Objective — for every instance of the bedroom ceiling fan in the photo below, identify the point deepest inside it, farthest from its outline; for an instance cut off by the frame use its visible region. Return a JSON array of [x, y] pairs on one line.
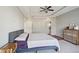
[[46, 9]]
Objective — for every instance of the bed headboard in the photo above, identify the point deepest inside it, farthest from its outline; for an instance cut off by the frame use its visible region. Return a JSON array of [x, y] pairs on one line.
[[14, 34]]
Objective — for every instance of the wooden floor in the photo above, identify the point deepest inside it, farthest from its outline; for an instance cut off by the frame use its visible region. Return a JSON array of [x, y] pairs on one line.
[[67, 47]]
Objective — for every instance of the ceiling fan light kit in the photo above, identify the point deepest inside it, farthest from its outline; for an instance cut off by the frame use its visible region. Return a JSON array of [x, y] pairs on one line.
[[46, 9]]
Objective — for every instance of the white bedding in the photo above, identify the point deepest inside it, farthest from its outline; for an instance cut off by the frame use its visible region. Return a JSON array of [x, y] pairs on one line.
[[41, 39], [22, 37]]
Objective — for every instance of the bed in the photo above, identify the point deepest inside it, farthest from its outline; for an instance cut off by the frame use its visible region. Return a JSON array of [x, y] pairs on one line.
[[35, 42]]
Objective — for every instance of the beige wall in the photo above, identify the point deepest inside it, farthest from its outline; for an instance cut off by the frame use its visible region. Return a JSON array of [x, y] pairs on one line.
[[64, 20], [10, 20], [40, 25]]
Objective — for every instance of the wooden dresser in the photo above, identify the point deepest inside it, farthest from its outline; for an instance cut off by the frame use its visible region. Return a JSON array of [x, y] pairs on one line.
[[71, 35]]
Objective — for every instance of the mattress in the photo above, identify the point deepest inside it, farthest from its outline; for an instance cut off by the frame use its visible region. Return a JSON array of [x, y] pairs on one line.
[[40, 40]]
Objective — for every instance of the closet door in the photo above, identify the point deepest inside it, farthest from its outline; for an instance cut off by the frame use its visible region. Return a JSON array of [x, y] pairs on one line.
[[28, 26]]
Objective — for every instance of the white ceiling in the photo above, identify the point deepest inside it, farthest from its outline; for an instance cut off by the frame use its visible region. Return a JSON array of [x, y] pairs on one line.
[[34, 11]]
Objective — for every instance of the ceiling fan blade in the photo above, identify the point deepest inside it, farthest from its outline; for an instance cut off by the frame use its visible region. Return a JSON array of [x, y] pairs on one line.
[[42, 8], [46, 11], [49, 7]]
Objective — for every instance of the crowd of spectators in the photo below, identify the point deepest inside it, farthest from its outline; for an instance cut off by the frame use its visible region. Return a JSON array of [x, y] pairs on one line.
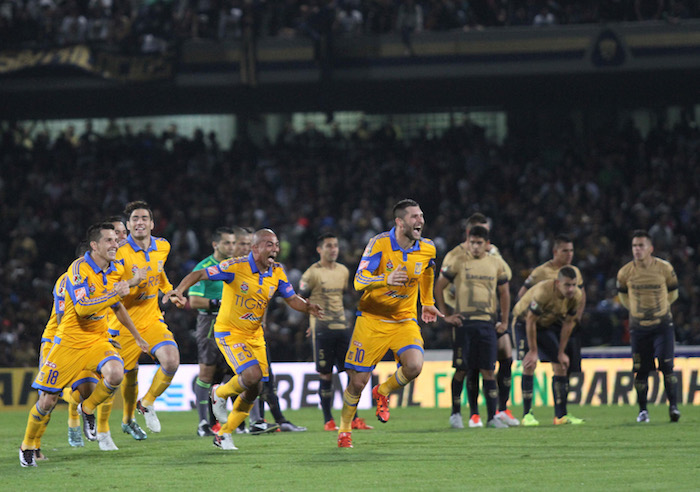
[[156, 25], [307, 182]]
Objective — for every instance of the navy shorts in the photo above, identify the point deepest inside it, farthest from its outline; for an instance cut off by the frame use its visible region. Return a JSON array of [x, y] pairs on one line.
[[475, 346], [650, 343], [547, 341], [330, 347]]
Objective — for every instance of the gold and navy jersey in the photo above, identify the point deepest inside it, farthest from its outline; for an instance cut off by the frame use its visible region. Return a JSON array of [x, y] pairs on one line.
[[475, 281], [247, 292], [548, 271], [59, 307], [90, 294], [325, 287], [142, 301], [648, 290], [546, 302], [382, 256], [457, 255]]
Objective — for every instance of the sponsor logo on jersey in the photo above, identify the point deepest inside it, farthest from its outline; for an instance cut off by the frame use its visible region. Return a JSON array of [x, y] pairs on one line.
[[250, 317], [395, 295]]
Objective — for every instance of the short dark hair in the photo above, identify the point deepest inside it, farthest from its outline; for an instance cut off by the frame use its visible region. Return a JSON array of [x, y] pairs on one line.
[[641, 233], [216, 236], [567, 272], [402, 205], [479, 231], [476, 219], [560, 239], [115, 218], [324, 236], [131, 206], [95, 231]]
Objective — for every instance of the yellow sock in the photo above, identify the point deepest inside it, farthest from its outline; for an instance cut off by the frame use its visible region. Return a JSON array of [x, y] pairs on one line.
[[35, 422], [348, 412], [103, 413], [241, 409], [230, 389], [160, 383], [42, 429], [395, 381], [101, 392], [130, 393]]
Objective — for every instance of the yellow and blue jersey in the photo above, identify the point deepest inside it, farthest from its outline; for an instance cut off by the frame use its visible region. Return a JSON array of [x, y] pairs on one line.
[[90, 295], [142, 301], [382, 256], [59, 306], [246, 293]]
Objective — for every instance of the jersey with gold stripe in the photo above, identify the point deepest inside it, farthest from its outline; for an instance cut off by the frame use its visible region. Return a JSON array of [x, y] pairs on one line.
[[457, 255], [142, 301], [247, 292], [648, 290], [90, 295], [545, 301], [325, 287], [475, 281], [548, 271], [59, 305], [382, 256]]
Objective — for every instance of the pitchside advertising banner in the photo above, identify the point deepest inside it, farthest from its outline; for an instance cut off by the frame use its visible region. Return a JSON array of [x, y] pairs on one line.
[[603, 382]]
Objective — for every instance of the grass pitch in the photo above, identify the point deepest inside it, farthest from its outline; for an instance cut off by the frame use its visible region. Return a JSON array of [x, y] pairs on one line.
[[415, 450]]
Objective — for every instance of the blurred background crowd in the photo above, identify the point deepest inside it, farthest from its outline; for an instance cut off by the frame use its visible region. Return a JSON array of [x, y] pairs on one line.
[[310, 181], [158, 25]]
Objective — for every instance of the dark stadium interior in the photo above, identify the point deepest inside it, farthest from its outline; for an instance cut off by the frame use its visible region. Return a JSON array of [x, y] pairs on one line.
[[571, 162]]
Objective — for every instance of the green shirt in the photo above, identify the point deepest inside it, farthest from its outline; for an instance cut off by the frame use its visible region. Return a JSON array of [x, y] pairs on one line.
[[209, 289]]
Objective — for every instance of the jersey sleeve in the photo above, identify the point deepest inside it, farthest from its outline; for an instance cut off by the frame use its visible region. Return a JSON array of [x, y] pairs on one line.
[[285, 289], [223, 271], [427, 284], [366, 277]]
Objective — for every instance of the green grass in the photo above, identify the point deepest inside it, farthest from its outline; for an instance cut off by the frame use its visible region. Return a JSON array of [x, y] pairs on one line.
[[414, 451]]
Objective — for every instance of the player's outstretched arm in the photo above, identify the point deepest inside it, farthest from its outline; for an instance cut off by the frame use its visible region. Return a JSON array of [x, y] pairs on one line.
[[125, 319], [176, 295]]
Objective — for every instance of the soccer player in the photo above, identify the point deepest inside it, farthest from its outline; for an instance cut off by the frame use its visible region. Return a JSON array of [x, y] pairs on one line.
[[324, 283], [249, 284], [444, 298], [93, 285], [647, 287], [205, 296], [480, 281], [395, 267], [543, 320], [143, 251], [562, 255]]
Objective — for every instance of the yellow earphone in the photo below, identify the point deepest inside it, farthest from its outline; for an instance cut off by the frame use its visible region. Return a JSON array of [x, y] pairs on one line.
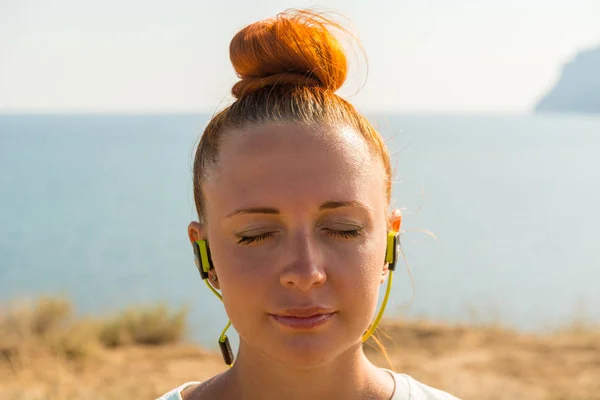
[[204, 264]]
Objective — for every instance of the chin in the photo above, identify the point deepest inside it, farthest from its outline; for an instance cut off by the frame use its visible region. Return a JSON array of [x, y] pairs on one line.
[[305, 351]]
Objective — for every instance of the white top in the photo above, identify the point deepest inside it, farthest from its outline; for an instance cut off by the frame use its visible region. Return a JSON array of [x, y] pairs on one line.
[[406, 389]]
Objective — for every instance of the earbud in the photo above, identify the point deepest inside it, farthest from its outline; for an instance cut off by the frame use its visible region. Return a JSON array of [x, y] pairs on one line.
[[392, 252], [204, 264]]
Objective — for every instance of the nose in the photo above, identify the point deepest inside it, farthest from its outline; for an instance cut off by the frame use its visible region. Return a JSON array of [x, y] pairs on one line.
[[303, 263]]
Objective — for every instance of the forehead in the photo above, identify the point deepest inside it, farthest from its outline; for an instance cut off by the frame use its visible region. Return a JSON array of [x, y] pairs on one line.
[[291, 165]]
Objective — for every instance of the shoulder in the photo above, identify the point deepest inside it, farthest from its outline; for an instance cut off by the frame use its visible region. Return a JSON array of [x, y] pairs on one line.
[[419, 391], [175, 394]]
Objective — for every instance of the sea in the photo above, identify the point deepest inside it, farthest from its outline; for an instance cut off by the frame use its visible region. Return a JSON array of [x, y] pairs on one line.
[[501, 216]]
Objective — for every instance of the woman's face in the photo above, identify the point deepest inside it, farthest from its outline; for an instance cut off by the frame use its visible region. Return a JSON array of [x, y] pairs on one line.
[[296, 224]]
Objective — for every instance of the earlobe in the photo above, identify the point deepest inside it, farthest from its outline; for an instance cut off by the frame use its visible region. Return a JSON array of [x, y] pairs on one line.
[[396, 220], [384, 274], [195, 231], [214, 280]]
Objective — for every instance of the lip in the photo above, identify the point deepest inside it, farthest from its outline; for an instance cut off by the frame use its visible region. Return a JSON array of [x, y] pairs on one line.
[[304, 318]]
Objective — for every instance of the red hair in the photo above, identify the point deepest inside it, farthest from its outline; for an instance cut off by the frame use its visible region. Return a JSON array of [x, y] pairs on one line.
[[289, 68]]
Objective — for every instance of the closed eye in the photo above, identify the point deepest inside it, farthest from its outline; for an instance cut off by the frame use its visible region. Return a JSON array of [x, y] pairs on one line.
[[247, 240], [352, 234]]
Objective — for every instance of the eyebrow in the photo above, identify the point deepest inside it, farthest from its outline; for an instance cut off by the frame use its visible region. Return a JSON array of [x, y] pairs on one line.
[[328, 205]]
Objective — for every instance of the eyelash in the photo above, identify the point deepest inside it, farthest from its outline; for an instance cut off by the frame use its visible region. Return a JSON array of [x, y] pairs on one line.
[[247, 240]]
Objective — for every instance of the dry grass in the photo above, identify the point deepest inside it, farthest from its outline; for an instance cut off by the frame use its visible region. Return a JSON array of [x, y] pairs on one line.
[[47, 353]]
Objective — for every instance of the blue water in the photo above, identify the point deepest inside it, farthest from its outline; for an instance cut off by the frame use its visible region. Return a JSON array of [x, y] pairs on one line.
[[96, 207]]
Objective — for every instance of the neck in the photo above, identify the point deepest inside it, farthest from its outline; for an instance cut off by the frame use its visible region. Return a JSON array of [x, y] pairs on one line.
[[350, 376]]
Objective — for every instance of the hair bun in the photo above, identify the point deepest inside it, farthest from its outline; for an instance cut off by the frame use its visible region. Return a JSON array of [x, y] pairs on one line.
[[296, 47]]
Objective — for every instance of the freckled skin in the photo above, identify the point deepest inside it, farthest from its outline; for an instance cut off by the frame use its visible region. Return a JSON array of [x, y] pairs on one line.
[[302, 261]]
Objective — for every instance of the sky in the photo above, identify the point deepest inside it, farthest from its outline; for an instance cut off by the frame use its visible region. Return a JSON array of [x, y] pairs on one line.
[[425, 56]]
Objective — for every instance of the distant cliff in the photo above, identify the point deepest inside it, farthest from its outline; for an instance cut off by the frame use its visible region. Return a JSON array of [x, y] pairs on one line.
[[578, 89]]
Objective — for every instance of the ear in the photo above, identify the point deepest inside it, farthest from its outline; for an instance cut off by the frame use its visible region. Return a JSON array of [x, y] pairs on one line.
[[384, 274], [195, 231], [395, 220]]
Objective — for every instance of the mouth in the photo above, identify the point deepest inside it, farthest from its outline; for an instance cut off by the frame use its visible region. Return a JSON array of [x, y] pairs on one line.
[[303, 318]]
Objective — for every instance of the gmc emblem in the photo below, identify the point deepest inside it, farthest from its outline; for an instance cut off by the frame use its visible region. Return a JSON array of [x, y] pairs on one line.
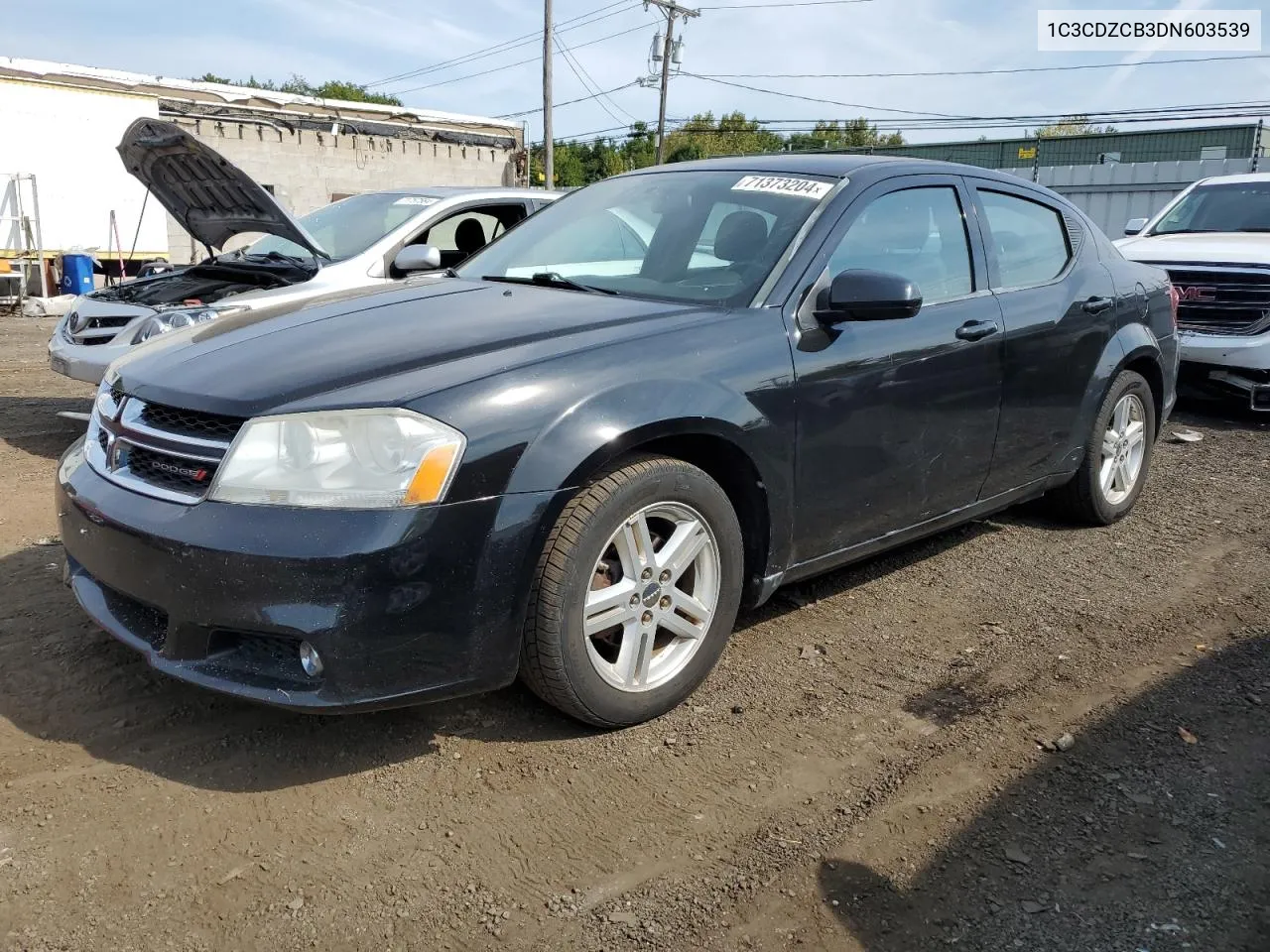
[[1197, 293]]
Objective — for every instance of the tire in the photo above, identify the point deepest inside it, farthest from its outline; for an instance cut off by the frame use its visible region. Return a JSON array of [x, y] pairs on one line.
[[1088, 499], [589, 552]]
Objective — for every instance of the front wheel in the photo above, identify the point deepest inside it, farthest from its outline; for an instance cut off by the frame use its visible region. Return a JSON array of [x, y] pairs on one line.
[[635, 593], [1116, 457]]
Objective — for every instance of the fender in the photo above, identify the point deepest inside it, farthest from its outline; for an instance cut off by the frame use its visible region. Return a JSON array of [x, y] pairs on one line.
[[1129, 343], [604, 425]]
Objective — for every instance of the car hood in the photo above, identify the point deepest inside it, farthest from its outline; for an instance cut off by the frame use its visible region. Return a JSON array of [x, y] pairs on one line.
[[211, 197], [1207, 248], [386, 347]]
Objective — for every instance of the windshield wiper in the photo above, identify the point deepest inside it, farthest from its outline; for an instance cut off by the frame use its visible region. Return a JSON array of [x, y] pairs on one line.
[[552, 280], [278, 257]]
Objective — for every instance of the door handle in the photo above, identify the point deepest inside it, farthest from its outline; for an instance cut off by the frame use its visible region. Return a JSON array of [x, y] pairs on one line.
[[976, 330]]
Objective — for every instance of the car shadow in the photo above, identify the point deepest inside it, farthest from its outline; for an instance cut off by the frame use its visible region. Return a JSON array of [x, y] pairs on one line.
◆ ◆ ◆ ◆
= 문제 =
위 기록에서 "Objective — for every instance of the dry"이 있는 줄에서 시작해 "[[96, 207]]"가 있는 줄까지, 양 끝 줄을 포함하여 번호 목록으로 정리하세요. 빈 줄은 넣지 마세요.

= 연습 답안 =
1. Objective — for every instance of the dry grass in the photo above, identify the point deepest inside it, farthest from its outline; for an instance cut off by the frame use its visible region. Return a JSON array of [x, y] pairs on one line.
2. [[47, 353]]
3. Objective — for every instance of the blue water in the photo above, identify the point deepest inside it, farthest from its outline; for an instance cut off by the frame use its visible region. Return a JSON array of [x, y] pairs on one line.
4. [[96, 207]]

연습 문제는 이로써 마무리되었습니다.